:: ПОПРОБУЙТЕ САМИ ::
Продолжите отрывок о постановках Станиславского во МХАТ, начав сразу после его последнего предложения.

:: ИСХОДНЫЙ ОТРЫВОК ::
Десять лет спустя Мейерхольд, отбиваясь от упреков в формализме, представлял дело так, будто своей постановкой «Леса» он подготовил появление «Горячего сердца» на сцене МХАТ. «Не было бы и превосходнейшего спектакля “Горячее сердце” Константина Сергеевича Станиславского в МХАТ, — говорил Мейерхольд, — если бы до этого не было “Леса”»5. Тут не было уже той скромности, что на давнем просмотре в ГосТИМе, но и вовсе безосновательным счесть сказанное нельзя. Луначарского радовало, например, что «седовласый Станиславский, великий мастер театра, не побоялся продвинуться к приемам Мейерхольда в “Лесе”»1, он охотно признал «несомненное мейерхольдовское влияние в великолепной постановке “Горячее сердце” нашего старого мастера Станиславского»2. Великие умы сходятся, сказал мудрец.

МХАТ в «Горячем сердце» не поднял утверждающей темы Островского так, как это сделал в «Лесе» Мейерхольд, верх взяла сатира, но его негласное, внутреннее состязание со спектаклем ГосТИМа было в целом плодотворно для искусства. МХАТ доказал, что новый подход к классике не обязательно предполагает перемонтаж текста и ревизию характеров. Классическая пьеса может современно звучать на советской сцене и в своей подлинности, с нетронутым текстом, — важно творчески осмыслить текст, увидеть сегодняшний поворот содержания в соответствующей художественной форме. Поиски здесь безграничны. Мысль Станиславского на этот счет приводилась чуть раньше. Воплощенная в «Горячем сердце», она дала результат высокой самостоятельной ценности.

{256} Во многом экспериментальный характер имел и спектакль «Женитьба Фигаро». Станиславский отобрал для комедии Бомарше преимущественно молодежь. Одной из задач была отработка и выверка принципов «системы». Отвергая разнарядку актерских амплуа, режиссер требовал от исполнителей, чтобы они умели оправдать изнутри любые поступки и реплики, добивался логики чувств, естественности поведения во всяком художественном конфликте. Конфликт этого спектакля проходил по линии социальных противостояний, и постановщик хотел, чтобы на сцене, оформленной А. Я. Головиным, великолепные графские покои контрастировали с бедной обстановкой подвала башни и т. п. Станиславский настойчиво просил художника дать такие контрасты, чтобы выделить «ту основную разницу, которая нужна для пьесы»3. С этой целью акты были разбиты на эпизоды, сословные верхи и низы сопоставлялись наглядно.

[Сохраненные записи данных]
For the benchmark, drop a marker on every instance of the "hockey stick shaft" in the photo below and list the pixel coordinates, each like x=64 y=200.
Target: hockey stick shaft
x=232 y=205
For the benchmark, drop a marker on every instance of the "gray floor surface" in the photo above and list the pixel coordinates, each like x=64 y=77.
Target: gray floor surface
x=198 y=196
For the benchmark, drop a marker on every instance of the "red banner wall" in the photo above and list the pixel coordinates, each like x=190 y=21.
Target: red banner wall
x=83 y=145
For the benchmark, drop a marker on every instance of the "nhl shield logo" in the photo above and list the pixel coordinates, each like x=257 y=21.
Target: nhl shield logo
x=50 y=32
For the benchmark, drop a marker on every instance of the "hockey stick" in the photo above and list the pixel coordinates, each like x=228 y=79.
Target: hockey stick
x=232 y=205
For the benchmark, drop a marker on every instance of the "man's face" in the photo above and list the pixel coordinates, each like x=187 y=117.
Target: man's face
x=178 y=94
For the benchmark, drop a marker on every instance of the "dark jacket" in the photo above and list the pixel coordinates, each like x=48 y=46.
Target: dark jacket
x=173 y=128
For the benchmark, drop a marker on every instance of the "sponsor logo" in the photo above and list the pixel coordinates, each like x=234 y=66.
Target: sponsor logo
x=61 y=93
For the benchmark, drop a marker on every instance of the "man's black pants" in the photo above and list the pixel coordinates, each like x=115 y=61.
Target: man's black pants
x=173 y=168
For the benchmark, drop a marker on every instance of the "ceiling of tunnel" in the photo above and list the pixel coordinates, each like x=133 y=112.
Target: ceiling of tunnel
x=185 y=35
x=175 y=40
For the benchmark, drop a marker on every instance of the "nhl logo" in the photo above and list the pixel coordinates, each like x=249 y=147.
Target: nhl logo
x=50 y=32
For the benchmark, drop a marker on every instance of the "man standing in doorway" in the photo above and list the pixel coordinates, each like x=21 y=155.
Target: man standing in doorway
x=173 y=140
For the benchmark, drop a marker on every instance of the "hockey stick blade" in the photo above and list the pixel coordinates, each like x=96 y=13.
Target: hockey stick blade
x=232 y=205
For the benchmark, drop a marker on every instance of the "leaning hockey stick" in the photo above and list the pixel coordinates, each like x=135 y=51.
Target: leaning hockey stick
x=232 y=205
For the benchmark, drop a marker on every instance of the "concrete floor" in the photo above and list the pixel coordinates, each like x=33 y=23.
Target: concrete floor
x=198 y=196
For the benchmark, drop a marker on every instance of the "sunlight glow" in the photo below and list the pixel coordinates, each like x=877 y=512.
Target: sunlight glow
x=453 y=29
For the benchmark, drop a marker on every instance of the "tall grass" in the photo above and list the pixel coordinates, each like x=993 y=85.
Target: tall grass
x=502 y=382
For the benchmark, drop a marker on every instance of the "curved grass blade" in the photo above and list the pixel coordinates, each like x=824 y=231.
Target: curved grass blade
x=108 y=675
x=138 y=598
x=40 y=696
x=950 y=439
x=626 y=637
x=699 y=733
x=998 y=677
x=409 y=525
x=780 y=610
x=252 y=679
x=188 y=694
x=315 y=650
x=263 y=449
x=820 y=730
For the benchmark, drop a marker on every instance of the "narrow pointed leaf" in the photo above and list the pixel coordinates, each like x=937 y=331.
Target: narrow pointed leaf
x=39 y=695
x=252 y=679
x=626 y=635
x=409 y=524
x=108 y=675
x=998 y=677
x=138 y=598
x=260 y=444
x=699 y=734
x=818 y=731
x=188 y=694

:: РЕЗУЛЬТАТ УПРАЖНЕНИЯ ::
Отдавая должное «той большой театральной культуре, которая показана в “Фигаро” и автором постановки К. С. Станиславским, и художником А. Я. Головиным, и теми, кто сотрудничал вместе с ними в осуществлении общей формы спектакля», Волков специально останавливался на том, что содержательна вся композиционная структура здания — спектакля. «Станиславский, сохраняя поактное деление, счел нужным произвести внутреннее сечение, обособляя отдельные куски в особые картины. Это более дробное деление текста позволило гораздо шире и полнее показать тот бытовой уклад, который определял бы “замок графа Альмавивы”. Таким образом, замок оказался показанным не только со стороны парадных апартаментов, а и со стороны его черного хода. У Бомарше подобных ремарок нет, и они всецело принадлежат театру. Если замок был показан зрителю в дифференцированном виде, то естественно должна возникнуть мысль и [о] социальной дифференциации его обитателей. Взгляд зрителей легче скользил по ступенькам классовой лестницы и легче противополагал “господам” — замковую демократию»4.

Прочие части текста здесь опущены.